* **Page**:
-=-=-=-=-

Adult Chris: [v.o.] Meanwhile, my father tried to replace a $25-an-hour plumber with a 14 cents-an-ounce bottle.
Mr. Omar: Drainada?
Julius: That's right. It's Spanish Drano.
Adult Chris: [v.o.] Doesn't "Drano" already sound Spanish?
Julius: It's just as good as the real thing.
Mr. Omar: What's in it?
Julius: Sodium hydroxide and hot sauce. It dissolves the clog and leaves the pipes with a fresh, spicy scent.
Mr. Omar: Does it work?
Julius: You ever heard of a Puerto Rican with a plugged-up sink?
Mr. Omar: No.
Julius: Okay.
Adult Chris: [v.o.] It's just hitting Mr. Omar that maybe he did know a Puerto Rican with a plugged-up sink.

-=-=-=-=-

* **Extracted data**:

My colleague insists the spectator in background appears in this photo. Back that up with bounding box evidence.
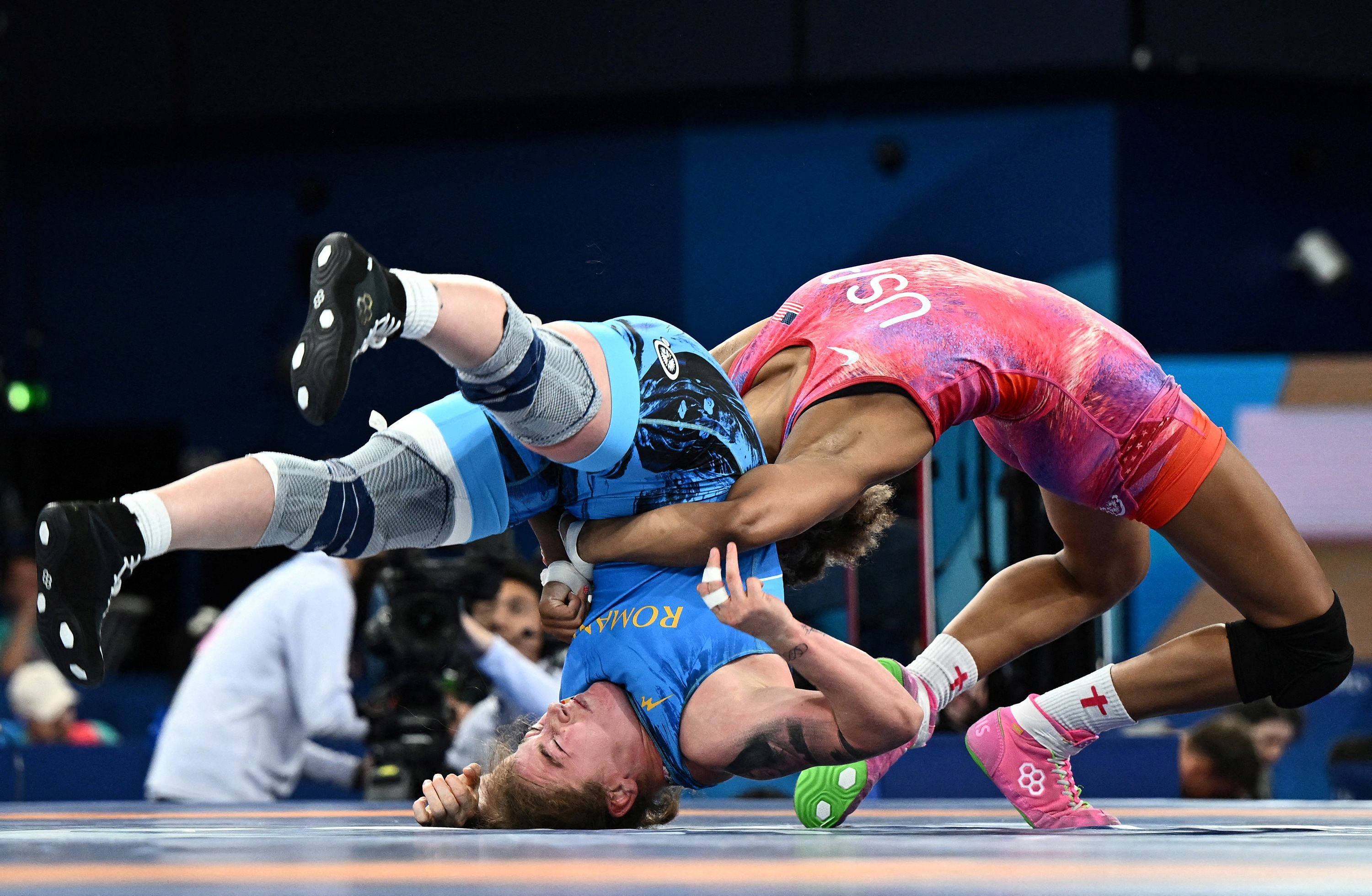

-=-=-=-=-

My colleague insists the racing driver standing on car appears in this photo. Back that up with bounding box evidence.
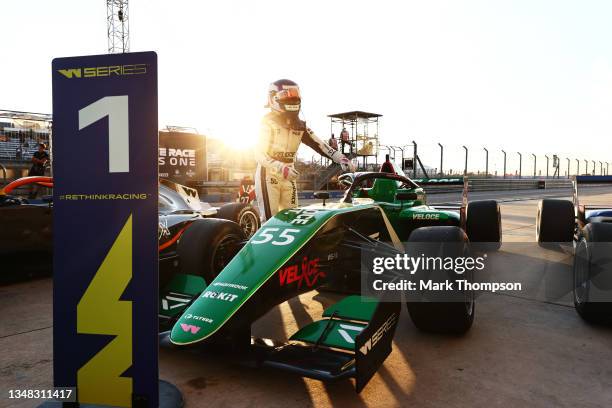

-=-=-=-=-

* **Tasks for this exercise**:
A - Answer these about the dialogue about Drainada, one line each:
(i) How much does the plumber charge per hour?
(ii) What two ingredients does Julius say are in the bottle?
(iii) What price per ounce is given for the bottle?
B - Decide whether each statement agrees with the dialogue about Drainada. Answer yes or no and quote the words that settle it.
(i) Julius describes Drainada as Spanish Drano.
(ii) Julius says the product leaves the pipes with a lemon scent.
(iii) The plumber being replaced charges $14 an hour.
C - Carry on the dialogue about Drainada from its last line.

* **Exercise responses**:
A -
(i) $25 an hour.
(ii) Sodium hydroxide and hot sauce.
(iii) 14 cents an ounce.

B -
(i) Yes: "It's Spanish Drano."
(ii) No: "leaves the pipes with a fresh, spicy scent"
(iii) No: "a $25-an-hour plumber"

C -
Quote from Jerome

Adult Chris: [v.o.] In order to exact the perfect revenge, I decided I should consult some experts.
Jerome: If I was you, I'd move onto his block and take a dollar from him every day for the rest of his life. Let me hold a dollar.

Quote from Greg

Adult Chris: [v.o.] The hardest thing about planning revenge is figuring out how far to go.
Greg: How's Operation Get Revenge On Caruso going?
Chris: Not bad, but I'm changing the operation name to He Can Hear You, Stupid.
Greg: What's that?
Chris: It's my revenge list. I'm trying to figure out the best way to do it.
Greg: You could toilet paper his house.
Chris: Too dangerous.
Greg: You could egg him on the way home.
Chris: Too obvious.
Greg: Put Ex-Lax in his hot chocolate.
Chris: Too typical.
Greg: Suit yourself, but I'm saving that one for a jerk to be named later.